== Work to complete ==
Can you rewrite every line of the data below as a JSON list of strings, one string per line, with blank lines left out?

═══ Dataset records

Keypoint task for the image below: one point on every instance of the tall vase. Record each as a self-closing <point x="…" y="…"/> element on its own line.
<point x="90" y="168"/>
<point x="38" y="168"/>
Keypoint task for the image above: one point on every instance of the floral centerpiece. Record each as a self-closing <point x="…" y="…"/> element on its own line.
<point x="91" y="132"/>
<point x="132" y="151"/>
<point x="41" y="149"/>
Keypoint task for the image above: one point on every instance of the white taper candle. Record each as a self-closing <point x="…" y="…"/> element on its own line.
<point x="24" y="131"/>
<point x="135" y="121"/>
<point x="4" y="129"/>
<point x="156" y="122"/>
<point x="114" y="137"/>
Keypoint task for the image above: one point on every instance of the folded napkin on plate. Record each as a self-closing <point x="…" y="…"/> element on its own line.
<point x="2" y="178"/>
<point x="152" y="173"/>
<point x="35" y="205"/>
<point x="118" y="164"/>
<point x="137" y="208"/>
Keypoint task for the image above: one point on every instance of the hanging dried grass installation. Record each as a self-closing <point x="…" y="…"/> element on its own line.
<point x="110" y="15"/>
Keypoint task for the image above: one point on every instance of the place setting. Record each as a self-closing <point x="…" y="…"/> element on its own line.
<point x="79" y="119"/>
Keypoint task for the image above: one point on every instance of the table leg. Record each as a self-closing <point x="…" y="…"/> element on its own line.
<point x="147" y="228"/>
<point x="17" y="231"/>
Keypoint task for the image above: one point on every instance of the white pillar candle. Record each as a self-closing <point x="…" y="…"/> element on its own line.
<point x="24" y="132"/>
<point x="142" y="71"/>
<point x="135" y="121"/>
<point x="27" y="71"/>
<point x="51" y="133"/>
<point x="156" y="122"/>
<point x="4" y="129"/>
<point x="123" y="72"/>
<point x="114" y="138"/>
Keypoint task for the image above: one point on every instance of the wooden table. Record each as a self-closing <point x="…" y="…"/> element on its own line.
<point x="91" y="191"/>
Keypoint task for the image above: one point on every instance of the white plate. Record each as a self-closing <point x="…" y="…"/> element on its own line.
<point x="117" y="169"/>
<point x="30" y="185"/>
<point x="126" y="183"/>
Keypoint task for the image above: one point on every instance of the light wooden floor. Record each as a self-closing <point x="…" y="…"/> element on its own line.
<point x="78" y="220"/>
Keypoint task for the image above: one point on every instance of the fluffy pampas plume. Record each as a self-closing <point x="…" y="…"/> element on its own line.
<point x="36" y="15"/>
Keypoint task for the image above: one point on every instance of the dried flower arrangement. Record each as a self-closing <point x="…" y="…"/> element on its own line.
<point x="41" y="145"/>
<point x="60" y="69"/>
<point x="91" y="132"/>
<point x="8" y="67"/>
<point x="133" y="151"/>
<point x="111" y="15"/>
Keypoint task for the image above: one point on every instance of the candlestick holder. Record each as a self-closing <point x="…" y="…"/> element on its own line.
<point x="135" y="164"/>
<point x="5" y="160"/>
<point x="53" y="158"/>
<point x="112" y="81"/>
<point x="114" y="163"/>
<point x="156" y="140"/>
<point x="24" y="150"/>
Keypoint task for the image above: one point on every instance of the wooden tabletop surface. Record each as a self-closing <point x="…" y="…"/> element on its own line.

══════

== Reply ==
[
  "Keypoint task for the image below: one point on every instance of the tall vase. Record each as a self-closing <point x=\"…\" y=\"…\"/> element on its own line.",
  "<point x=\"90\" y=\"168\"/>",
  "<point x=\"38\" y=\"168\"/>",
  "Keypoint task for the image above: one point on every instance of the floral centerpiece. Record each as a self-closing <point x=\"…\" y=\"…\"/> element on its own line.",
  "<point x=\"91\" y=\"132\"/>",
  "<point x=\"132\" y=\"151\"/>",
  "<point x=\"41\" y=\"149\"/>",
  "Keypoint task for the image above: one point on every instance of the white taper candle. Record each as a self-closing <point x=\"…\" y=\"…\"/> element on its own line.",
  "<point x=\"24\" y=\"131\"/>",
  "<point x=\"135\" y=\"121\"/>",
  "<point x=\"4\" y=\"129\"/>",
  "<point x=\"156\" y=\"122\"/>",
  "<point x=\"114\" y=\"137\"/>",
  "Keypoint task for the image above: one point on every instance of the folded napkin on plate. Record each as a self-closing <point x=\"…\" y=\"…\"/> element on its own line.",
  "<point x=\"2\" y=\"178\"/>",
  "<point x=\"152\" y=\"173\"/>",
  "<point x=\"35\" y=\"205\"/>",
  "<point x=\"118\" y=\"164\"/>",
  "<point x=\"137\" y=\"208\"/>",
  "Keypoint task for the image above: one point on every instance of the hanging dried grass installation. Record each as a self-closing <point x=\"…\" y=\"…\"/> element on its own line.",
  "<point x=\"110\" y=\"15\"/>",
  "Keypoint task for the image above: one point on every instance of the place setting. Record each as a self-closing <point x=\"…\" y=\"…\"/> element on its own line.",
  "<point x=\"79\" y=\"119\"/>",
  "Keypoint task for the image above: one point on every instance of the table leg. Record each as a self-closing <point x=\"…\" y=\"…\"/> element on its own line.",
  "<point x=\"147\" y=\"228\"/>",
  "<point x=\"17\" y=\"231\"/>",
  "Keypoint task for the image above: one point on every instance of the white pillar candle. Record each as a self-closing <point x=\"…\" y=\"…\"/> element on its own line.",
  "<point x=\"24\" y=\"132\"/>",
  "<point x=\"142\" y=\"71\"/>",
  "<point x=\"135\" y=\"121\"/>",
  "<point x=\"27\" y=\"71\"/>",
  "<point x=\"51\" y=\"133\"/>",
  "<point x=\"156\" y=\"122\"/>",
  "<point x=\"4\" y=\"129\"/>",
  "<point x=\"123\" y=\"72\"/>",
  "<point x=\"114\" y=\"138\"/>",
  "Keypoint task for the image above: one point on every instance of the wooden table. Record each as a self-closing <point x=\"…\" y=\"…\"/> element on its own line.",
  "<point x=\"91\" y=\"191\"/>",
  "Keypoint task for the image above: one point on every instance of the white plate. Record each as a self-closing <point x=\"…\" y=\"…\"/> element on its own line.",
  "<point x=\"117\" y=\"169\"/>",
  "<point x=\"30\" y=\"185\"/>",
  "<point x=\"126\" y=\"183\"/>",
  "Keypoint task for the image above: one point on every instance of the light wooden floor. Record each as a self-closing <point x=\"…\" y=\"…\"/> element on its own line.",
  "<point x=\"78\" y=\"220\"/>",
  "Keypoint task for the image above: one point on every instance of the fluffy pampas plume. Record each as a self-closing <point x=\"…\" y=\"…\"/> element on its own line.",
  "<point x=\"36\" y=\"15\"/>",
  "Keypoint task for the image above: one point on every instance of the dried flower arrangement. Record each as a self-closing <point x=\"…\" y=\"…\"/> element on its own line.",
  "<point x=\"41\" y=\"145\"/>",
  "<point x=\"60\" y=\"69\"/>",
  "<point x=\"91\" y=\"132\"/>",
  "<point x=\"8\" y=\"67\"/>",
  "<point x=\"133\" y=\"151\"/>",
  "<point x=\"111\" y=\"15\"/>",
  "Keypoint task for the image above: one point on every instance of the candlestick holder. Record each as a self-closing <point x=\"…\" y=\"…\"/> element on its own line.",
  "<point x=\"135\" y=\"164\"/>",
  "<point x=\"5\" y=\"160\"/>",
  "<point x=\"53\" y=\"158\"/>",
  "<point x=\"112\" y=\"81\"/>",
  "<point x=\"114\" y=\"163\"/>",
  "<point x=\"156\" y=\"140\"/>",
  "<point x=\"24\" y=\"150\"/>",
  "Keypoint task for the image above: one point on every instance of the wooden tabletop surface. Record each as a self-closing <point x=\"…\" y=\"…\"/> element on its own line."
]